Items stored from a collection
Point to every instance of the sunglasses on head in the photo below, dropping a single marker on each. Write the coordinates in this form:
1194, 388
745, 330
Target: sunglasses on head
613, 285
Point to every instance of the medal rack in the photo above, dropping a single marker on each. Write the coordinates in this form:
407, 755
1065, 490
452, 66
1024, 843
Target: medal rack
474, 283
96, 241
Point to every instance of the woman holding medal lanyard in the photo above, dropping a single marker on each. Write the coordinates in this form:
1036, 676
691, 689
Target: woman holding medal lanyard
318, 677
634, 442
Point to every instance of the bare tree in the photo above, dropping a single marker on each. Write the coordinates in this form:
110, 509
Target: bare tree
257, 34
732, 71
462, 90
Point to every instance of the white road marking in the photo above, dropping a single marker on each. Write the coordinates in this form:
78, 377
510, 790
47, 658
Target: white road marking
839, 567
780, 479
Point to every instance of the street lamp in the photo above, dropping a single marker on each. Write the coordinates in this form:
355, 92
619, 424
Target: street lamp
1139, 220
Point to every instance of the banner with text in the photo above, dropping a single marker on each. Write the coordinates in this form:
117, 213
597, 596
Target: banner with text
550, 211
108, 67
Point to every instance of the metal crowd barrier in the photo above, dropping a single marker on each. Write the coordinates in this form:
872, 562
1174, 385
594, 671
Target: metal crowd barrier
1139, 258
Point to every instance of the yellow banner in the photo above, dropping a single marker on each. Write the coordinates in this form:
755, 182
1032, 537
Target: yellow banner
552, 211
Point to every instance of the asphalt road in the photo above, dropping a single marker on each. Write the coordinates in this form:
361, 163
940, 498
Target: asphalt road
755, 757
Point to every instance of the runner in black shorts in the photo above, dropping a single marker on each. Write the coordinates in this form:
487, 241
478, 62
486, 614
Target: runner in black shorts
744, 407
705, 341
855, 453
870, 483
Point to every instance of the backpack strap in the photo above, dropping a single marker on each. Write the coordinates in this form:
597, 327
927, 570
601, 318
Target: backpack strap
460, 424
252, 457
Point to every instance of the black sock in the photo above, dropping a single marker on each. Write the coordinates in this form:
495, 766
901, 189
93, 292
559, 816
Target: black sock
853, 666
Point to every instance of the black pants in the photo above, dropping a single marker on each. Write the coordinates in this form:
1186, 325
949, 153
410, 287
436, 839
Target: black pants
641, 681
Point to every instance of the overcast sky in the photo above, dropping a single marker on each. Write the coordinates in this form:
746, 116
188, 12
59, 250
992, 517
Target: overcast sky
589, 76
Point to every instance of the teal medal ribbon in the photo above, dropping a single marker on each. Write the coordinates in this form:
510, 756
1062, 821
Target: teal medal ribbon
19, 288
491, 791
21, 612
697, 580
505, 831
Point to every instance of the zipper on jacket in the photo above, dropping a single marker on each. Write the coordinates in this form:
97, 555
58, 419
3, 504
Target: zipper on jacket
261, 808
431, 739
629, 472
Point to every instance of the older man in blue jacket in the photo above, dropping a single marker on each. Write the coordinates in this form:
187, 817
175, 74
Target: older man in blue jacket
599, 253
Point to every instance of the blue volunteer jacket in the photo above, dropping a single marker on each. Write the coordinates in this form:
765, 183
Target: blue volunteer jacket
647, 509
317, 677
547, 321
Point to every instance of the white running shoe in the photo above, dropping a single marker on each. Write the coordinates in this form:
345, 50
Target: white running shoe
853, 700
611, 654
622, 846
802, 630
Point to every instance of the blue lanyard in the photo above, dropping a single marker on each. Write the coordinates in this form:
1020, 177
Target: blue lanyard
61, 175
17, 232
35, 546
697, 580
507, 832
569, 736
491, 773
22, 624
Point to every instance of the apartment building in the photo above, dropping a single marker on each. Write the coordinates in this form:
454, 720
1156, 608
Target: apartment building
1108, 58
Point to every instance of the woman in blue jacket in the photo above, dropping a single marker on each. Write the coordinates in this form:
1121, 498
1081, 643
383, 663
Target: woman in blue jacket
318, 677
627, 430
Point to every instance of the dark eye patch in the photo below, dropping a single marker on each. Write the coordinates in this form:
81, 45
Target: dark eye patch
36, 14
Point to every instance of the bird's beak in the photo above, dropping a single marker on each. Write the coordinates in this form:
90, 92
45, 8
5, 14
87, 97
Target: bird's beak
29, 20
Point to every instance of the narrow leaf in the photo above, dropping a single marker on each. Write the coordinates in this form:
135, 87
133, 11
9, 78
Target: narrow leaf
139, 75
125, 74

The request.
Copy every one of the rows above word for word, leaving nothing out and changing nothing.

Written solution.
Point to every instance of the sunglasses on head in the photo below, dropping a single marker on each. Write the coordinates in this form:
1194, 388
745, 330
Target: sunglasses on head
613, 285
Point to every instance of the medal rack in the photo above, dropping a single marker on each. Write the coordinates in this form:
407, 755
1065, 490
452, 66
1024, 843
Target: medal rack
474, 283
96, 241
Point to every instance of the woman holding medal lanyard in the photo above, dropping a single marker on each. Write the coordinates in this form:
1036, 676
691, 689
Target: woman holding medal lanyard
318, 677
634, 442
Point to every instance of the bare tree in the photo above, dropping a single marker on each. Write the coordinates in this form:
110, 509
Target: bare tree
257, 34
732, 71
462, 90
Point to every instance of the white road marking in the photo above, dropping a single marker on each. Write the coordinates in this form:
78, 377
510, 790
47, 658
Target: white road marking
839, 567
780, 479
Point to every instance of the street lamp in the photo above, dropping a single marker on each. Write the coordinates in this form:
355, 92
619, 424
Target: street lamp
1139, 220
Point to every instance of the banner with text in the photo above, dropping a single marker on each. Write the coordinates in this form:
117, 213
597, 596
Target: banner with text
550, 211
108, 67
Point to every instance of the metal crowd barrier in the photo above, dropping a single marker on each. Write the coordinates in this form:
872, 562
1174, 385
594, 671
Target: metal crowd barrier
1139, 258
Point to every instance of the yellow banner in the photo above, dropping a single marker on each. Write the coordinates in this form:
755, 182
1032, 537
Target: yellow banner
552, 211
Point to every instance of the asphalt road in the photo above, dropping a single marker on each. Write the coordinates in this form:
361, 163
940, 498
Target: asphalt road
755, 757
Point to every instance of the runner in black shorts in the photo above, dropping a single marker on each. Write the coordinates in this form:
487, 241
478, 62
486, 614
Target: runner in black shorts
744, 407
705, 341
855, 453
870, 483
Point to every instance of the backpack strap in the photo above, dropping a single marker on each. Write the coordinates in this form:
597, 327
927, 570
601, 318
Target: backpack strap
460, 424
252, 457
Point to every instance of the black sock in the photo above, dropping a single marker on each. Write the coordinates in this form:
495, 766
901, 189
93, 292
559, 816
Target: black sock
853, 666
Point to every instance of the black pants in the photo above, dropping a single marker on each. Write the coordinates in this form:
1186, 325
949, 153
410, 287
436, 839
Target: black pants
641, 681
Point to every instance of the overcast sky in the photo above, dropping a single marker on each. Write the coordinates in this form:
746, 116
188, 12
59, 250
992, 517
Target: overcast sky
589, 76
Point to every instance of the teal medal ribbon in the photo above, dropping a single marker on each. Write the coordinates in this form:
510, 756
1062, 821
Target: teal medal ribbon
19, 288
491, 791
21, 612
697, 580
505, 831
Point to every instance of the zipper on jacket in the photo above, dropping a single marker on each. Write the coordinates in this form:
97, 555
58, 419
3, 504
Target: zipper on jacket
261, 808
431, 739
629, 472
Point to every instance of the older man in blue jacket in the photo above, dropping a single marker on each. Write the coordinates in this form:
187, 817
175, 74
Target: older man in blue jacket
599, 253
Point to every instance of the blue volunteer jacket in the photo above, dropping a single marker on each. Write the coordinates in this form:
765, 183
Target: blue volunteer jacket
647, 509
317, 677
547, 321
Point to every instance of the white running shoe in the photo above, dropping a single marker on each. Write the coordinates in this form:
345, 50
Target: white running shoe
853, 700
611, 654
622, 846
802, 630
Point to every instance of the blue lanyard in the photo above, dropping a single marker on each. Write the coordinates in this form:
1020, 177
Target: blue lanyard
61, 175
17, 232
35, 546
697, 580
507, 832
569, 736
491, 773
22, 624
Point to every instance of the apartment building in the photo above, dropping a single marker on each. Write the coordinates in this form:
454, 720
1156, 608
Target: apartment building
1108, 58
Point to every instance of the woman in blue jacket in the photo above, dropping a single marker on each. Write the coordinates in this form:
1121, 498
1081, 643
383, 663
Target: woman in blue jacket
318, 677
627, 430
Point to every instance of the dark eye patch in the photo below, dropping a single marker on each. Write the coordinates in this form:
81, 45
Target: dark eye patch
36, 14
Point to every instance of the bird's beak in the photo above, dropping a single marker on each. Write the coordinates in this form:
90, 92
45, 8
5, 14
87, 97
Target: bird's beak
29, 20
Point to every instance of the narrow leaf in the photo above, dropping a single marker on each. Write the coordinates in this form:
135, 87
133, 11
9, 78
Target: narrow leaf
139, 75
125, 74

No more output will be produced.